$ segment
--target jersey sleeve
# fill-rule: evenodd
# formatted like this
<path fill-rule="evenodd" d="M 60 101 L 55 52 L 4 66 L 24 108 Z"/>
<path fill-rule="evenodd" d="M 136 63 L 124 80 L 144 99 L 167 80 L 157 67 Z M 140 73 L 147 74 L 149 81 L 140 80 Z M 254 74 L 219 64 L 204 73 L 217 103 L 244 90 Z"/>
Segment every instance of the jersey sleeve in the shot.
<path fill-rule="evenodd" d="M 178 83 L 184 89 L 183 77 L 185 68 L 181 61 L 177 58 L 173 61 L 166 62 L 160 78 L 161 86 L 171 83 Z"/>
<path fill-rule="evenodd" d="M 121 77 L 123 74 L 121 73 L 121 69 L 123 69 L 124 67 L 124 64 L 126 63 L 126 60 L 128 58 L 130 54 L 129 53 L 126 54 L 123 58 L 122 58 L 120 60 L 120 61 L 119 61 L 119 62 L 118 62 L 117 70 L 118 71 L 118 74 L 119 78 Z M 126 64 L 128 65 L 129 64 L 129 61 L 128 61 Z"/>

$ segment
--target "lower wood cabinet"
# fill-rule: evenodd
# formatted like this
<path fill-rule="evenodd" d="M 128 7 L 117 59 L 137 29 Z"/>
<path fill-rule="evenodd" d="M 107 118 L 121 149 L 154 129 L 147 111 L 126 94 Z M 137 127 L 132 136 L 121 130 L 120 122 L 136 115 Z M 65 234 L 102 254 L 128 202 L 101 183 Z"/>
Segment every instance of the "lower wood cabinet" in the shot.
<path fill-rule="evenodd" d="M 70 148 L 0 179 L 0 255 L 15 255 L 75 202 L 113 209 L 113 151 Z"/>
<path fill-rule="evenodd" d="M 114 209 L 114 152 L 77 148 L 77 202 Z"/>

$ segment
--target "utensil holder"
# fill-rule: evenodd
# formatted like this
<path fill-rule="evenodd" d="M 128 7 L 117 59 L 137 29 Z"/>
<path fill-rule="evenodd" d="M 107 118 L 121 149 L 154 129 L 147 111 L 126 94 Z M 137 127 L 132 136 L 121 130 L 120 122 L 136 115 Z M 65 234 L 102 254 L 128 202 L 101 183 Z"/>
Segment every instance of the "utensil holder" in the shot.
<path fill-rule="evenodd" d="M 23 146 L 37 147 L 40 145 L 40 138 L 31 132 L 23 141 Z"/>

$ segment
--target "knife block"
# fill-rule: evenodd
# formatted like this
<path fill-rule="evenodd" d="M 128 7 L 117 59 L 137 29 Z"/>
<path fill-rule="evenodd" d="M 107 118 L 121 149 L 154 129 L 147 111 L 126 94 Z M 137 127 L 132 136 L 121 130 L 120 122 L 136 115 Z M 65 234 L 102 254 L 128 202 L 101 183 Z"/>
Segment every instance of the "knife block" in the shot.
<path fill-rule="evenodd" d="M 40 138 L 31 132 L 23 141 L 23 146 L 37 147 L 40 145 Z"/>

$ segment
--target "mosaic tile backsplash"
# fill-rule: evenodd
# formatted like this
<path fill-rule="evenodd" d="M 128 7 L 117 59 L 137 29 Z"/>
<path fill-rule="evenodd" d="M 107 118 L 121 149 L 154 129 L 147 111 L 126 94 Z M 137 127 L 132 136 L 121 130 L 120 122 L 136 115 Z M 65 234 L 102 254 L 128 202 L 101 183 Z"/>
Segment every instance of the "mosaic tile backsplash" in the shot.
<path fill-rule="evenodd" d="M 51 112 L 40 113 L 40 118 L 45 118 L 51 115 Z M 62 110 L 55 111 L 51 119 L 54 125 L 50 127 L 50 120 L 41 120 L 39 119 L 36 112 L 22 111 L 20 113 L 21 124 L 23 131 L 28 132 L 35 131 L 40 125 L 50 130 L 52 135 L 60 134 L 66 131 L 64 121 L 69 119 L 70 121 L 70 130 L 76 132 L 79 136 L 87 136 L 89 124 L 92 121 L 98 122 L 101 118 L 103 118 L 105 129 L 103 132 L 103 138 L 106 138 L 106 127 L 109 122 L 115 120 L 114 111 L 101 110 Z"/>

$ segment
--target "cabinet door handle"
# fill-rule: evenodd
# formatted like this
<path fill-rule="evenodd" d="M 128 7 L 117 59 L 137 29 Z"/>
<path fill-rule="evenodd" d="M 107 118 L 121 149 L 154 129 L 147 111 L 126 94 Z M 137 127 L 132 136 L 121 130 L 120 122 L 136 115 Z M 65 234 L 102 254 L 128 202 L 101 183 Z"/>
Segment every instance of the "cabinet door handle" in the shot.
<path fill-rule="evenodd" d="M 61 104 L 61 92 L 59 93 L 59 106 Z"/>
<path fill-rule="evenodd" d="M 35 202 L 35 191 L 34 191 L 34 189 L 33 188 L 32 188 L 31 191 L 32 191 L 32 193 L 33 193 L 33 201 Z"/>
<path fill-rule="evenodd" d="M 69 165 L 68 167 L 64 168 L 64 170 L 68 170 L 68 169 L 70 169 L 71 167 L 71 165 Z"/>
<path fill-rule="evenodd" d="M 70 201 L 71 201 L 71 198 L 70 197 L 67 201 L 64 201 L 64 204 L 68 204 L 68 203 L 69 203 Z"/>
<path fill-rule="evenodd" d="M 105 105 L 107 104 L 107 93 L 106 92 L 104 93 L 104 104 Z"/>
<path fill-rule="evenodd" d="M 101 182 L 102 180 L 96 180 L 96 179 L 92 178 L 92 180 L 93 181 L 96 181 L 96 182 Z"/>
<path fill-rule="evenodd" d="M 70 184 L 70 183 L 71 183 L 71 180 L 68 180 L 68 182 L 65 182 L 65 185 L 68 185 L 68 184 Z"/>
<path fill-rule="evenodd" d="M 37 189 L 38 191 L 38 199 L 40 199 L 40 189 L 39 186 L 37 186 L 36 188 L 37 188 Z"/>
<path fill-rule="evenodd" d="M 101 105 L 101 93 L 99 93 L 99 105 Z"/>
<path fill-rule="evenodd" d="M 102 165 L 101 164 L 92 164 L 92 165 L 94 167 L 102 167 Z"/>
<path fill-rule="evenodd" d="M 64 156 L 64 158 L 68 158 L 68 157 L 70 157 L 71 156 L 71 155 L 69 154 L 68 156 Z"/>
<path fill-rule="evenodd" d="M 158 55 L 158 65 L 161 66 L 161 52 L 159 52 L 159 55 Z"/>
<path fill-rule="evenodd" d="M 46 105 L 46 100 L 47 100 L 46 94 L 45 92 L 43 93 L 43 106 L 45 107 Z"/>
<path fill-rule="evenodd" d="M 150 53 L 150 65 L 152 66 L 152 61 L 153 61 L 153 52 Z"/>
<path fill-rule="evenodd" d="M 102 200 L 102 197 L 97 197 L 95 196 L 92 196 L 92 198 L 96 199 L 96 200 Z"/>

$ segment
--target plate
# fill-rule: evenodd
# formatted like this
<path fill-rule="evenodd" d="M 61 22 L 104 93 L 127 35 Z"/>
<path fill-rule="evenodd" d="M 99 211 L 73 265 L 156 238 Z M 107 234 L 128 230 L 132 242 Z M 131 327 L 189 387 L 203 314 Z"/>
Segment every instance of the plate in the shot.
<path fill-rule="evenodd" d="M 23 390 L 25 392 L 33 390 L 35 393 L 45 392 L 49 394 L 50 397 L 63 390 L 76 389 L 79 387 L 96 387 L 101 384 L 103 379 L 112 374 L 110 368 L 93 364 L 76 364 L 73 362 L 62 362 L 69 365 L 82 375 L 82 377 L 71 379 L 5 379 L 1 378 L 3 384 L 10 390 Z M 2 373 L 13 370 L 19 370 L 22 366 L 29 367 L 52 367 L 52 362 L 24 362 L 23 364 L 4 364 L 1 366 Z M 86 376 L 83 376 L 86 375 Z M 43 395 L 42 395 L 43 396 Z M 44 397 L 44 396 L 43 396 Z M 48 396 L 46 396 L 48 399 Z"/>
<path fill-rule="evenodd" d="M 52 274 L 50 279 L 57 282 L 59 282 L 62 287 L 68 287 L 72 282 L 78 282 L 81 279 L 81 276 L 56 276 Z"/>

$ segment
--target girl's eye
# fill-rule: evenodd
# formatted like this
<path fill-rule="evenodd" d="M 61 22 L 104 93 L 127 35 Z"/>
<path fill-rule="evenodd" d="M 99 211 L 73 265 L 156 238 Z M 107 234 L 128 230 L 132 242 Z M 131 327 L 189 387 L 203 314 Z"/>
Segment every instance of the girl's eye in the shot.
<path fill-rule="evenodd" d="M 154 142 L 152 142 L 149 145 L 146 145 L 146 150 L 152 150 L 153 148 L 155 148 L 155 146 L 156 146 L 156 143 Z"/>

________________________

- [GOAL]:
Rewrite the part of the listing that runs from its start through the line containing "121 77 L 123", replacing "jersey sleeve" with "shirt sleeve" and keeping everything else unchanged.

- [RESPONSE TO THE TASK]:
$ segment
--target shirt sleeve
# fill-rule: evenodd
# formatted like this
<path fill-rule="evenodd" d="M 60 101 L 55 52 L 4 66 L 24 108 Z"/>
<path fill-rule="evenodd" d="M 136 63 L 124 80 L 144 99 L 167 80 L 157 67 Z M 140 73 L 147 74 L 149 81 L 140 80 Z M 254 74 L 219 64 L 204 73 L 217 103 L 244 90 Z"/>
Segment every instance of the shirt sleeve in the shot.
<path fill-rule="evenodd" d="M 178 83 L 184 89 L 183 77 L 185 68 L 181 61 L 177 58 L 173 61 L 166 62 L 160 78 L 161 86 L 171 83 Z"/>
<path fill-rule="evenodd" d="M 121 77 L 123 74 L 121 73 L 121 69 L 123 69 L 124 67 L 124 64 L 126 63 L 126 60 L 128 58 L 130 54 L 129 53 L 126 54 L 123 58 L 122 58 L 120 60 L 120 61 L 119 61 L 119 62 L 118 62 L 117 70 L 118 71 L 118 74 L 119 78 Z M 126 64 L 128 65 L 129 64 L 129 61 L 128 61 Z"/>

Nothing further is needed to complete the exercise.